### What needs to be done
Lay out the material below as a Markdown table with the columns Row and Line, numbering each row. Cover only the lines from the one holding "Ground clear blue sky in the picture." through the end of the material, both included, and leave out blank lines.

### Records for the exercise
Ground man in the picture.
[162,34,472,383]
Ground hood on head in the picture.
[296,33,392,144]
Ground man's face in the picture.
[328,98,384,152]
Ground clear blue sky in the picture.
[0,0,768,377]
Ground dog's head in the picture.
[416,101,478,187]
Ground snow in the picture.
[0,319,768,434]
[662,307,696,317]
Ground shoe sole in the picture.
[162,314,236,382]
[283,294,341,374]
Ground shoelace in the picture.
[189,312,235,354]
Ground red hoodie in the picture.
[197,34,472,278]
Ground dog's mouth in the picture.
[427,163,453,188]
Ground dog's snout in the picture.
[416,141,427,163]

### Full response
| Row | Line |
|---|---|
| 1 | Ground clear blue sky in the picture. |
| 2 | [0,0,768,377] |
| 3 | Ground dog's head in the picture. |
| 4 | [416,101,478,187] |
| 5 | Ground snow in the picture. |
| 6 | [0,319,768,434] |
| 7 | [662,307,696,317] |
| 8 | Ground shoe sole in the picture. |
| 9 | [162,314,236,382] |
| 10 | [283,294,341,374] |
| 11 | Ground shoelace in the picture. |
| 12 | [189,312,235,354] |
| 13 | Ground red hoodie in the picture. |
| 14 | [197,34,472,278] |
| 15 | Ground dog's mouth in the picture. |
| 16 | [427,163,453,188] |
| 17 | Ground dog's snout in the picture. |
| 18 | [416,141,427,163] |